Given text:

#####

Skip to content

Latest commit

 

History

History
220 lines (188 loc) · 6.18 KB

dnn_sona_en.md

File metadata and controls

220 lines (188 loc) · 6.18 KB

DNN

DNN is the first algorithm to be supported by each deep learning platform. As a deep learning platform, Angel does not have a built-in DNN implementation, but it provides a way for users to implement their own deep learning algorithms. In fact, DeepFM, PNN, NFM, Deep and Wide can be implemented by the methods described in this paper.

DNN

Angel provides the function of using Json to configure the algorithm, and also provides the function of defining the algorithm with Json. The following example is the implementation of DNN.

1. Network defined by Json

1.1 Definition of Input Layer

{
    "name": "denseinputlayer",
    "type": "simpleinputlayer",
    "outputdim": 500,
    "transfunc": "relu",
    "optimizer": "ftrl"
},

Here we use a DenseInputLayer as the input layer, the output dimension is 500, and Relu is used as the transfer function. For other layers to refer to it, we name the input layer "denseinputlayer".

In particular, Angel allows different parts of the network to use different optimizers. Here, we specify DenseInputLayer to use FTRL optimizer (about optimizer, please refer to Optimizer in Angel)

1.2 Definition of FClayer

{
    "name": "fclayer",
    "type": "FCLayer",
    "outputdims": [
        100,
        1
    ],
    "transfuncs": [
        "relu",
        "identity"
    ],
    "inputlayer": "denseinputlayer"
},

There are two FCLayer:

  • The first FCLayer
    • Named "fclayer_0"
    • The output dimension is 100
    • The transfer function is "Relu"
  • The second FCLayer
    • Named "fclayer"
    • The output dimension is 1
    • The transfer function is "identity"

#####

Record excerpts:
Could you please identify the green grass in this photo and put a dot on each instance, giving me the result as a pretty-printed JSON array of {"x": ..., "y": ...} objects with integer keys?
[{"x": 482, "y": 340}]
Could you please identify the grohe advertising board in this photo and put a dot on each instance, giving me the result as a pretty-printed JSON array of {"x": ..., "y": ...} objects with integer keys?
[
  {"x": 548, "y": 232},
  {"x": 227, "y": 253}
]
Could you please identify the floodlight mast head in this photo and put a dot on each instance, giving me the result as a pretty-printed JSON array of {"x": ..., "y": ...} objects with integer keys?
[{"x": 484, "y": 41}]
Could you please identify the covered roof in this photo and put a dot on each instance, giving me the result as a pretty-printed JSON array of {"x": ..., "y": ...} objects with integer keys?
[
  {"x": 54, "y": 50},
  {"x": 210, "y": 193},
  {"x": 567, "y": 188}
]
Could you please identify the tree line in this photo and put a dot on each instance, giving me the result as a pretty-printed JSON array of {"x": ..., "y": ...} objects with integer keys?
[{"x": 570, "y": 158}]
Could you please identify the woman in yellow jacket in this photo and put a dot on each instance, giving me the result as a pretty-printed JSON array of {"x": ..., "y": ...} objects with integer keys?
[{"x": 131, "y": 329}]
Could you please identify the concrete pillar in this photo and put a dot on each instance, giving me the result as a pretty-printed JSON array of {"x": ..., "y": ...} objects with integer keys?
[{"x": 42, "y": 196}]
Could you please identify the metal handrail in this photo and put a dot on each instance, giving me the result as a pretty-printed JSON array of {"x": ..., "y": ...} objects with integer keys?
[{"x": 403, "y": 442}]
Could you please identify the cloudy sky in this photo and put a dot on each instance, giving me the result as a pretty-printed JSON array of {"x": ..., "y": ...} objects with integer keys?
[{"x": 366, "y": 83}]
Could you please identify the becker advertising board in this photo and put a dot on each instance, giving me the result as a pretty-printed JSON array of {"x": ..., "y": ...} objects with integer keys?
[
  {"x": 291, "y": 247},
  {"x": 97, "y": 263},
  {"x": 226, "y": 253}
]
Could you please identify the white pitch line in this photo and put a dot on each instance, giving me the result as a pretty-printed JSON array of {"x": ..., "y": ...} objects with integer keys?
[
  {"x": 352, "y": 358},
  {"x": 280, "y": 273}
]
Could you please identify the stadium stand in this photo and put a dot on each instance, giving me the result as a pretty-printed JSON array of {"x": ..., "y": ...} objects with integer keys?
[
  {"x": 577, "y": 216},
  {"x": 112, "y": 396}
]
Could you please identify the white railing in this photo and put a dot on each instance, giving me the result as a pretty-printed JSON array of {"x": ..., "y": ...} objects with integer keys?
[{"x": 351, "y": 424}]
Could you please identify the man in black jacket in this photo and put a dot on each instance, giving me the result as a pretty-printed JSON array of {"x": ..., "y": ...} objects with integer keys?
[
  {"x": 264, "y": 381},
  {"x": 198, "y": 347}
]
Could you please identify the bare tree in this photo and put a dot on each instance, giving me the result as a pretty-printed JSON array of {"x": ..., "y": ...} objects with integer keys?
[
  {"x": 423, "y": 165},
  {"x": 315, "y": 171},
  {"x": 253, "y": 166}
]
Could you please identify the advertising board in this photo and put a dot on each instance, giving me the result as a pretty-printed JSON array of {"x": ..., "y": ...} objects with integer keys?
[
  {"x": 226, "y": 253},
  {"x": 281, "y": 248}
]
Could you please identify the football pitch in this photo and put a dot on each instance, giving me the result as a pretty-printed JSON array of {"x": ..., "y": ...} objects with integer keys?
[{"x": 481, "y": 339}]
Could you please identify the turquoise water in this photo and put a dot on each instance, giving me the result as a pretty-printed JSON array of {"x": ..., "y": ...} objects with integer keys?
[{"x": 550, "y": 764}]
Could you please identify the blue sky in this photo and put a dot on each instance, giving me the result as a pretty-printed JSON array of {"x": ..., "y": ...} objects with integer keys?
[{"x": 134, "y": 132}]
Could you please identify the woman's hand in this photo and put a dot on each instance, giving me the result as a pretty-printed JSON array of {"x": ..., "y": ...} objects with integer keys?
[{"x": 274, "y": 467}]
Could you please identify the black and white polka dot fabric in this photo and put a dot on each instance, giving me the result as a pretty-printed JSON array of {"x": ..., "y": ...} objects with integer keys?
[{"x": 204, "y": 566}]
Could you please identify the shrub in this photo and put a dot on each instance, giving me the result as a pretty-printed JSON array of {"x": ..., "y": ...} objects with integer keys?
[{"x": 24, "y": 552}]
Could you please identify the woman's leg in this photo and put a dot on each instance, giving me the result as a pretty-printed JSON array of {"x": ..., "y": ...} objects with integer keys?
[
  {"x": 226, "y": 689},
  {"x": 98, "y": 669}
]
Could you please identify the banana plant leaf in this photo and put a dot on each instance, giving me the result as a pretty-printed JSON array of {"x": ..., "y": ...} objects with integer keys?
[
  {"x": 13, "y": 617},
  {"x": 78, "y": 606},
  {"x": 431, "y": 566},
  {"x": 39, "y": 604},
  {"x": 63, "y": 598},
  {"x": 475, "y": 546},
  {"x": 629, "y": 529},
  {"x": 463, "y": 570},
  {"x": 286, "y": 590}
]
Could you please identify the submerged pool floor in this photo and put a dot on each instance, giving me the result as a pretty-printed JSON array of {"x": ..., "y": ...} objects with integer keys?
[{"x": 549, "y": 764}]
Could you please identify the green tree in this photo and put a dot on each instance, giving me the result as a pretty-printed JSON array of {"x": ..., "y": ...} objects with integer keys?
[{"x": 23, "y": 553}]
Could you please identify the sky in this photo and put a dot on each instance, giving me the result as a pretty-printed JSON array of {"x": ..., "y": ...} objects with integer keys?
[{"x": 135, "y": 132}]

#####

Set tasks:
**1)** Copy out everything in the DNN page from "DNN is the first" down to "implementation of DNN.", word for word.
**2)** Render this sentence from the DNN page in Spanish: "In particular, Angel allows different parts of the network to use different optimizers."
The items have nothing to do with the DNN page.

Set of answers:
**1)**
DNN is the first algorithm to be supported by each deep learning platform. As a deep learning platform, Angel does not have a built-in DNN implementation, but it provides a way for users to implement their own deep learning algorithms. In fact, DeepFM, PNN, NFM, Deep and Wide can be implemented by the methods described in this paper.

DNN

Angel provides the function of using Json to configure the algorithm, and also provides the function of defining the algorithm with Json. The following example is the implementation of DNN.

**2)** En particular, Angel permite que distintas partes de la red utilicen optimizadores diferentes.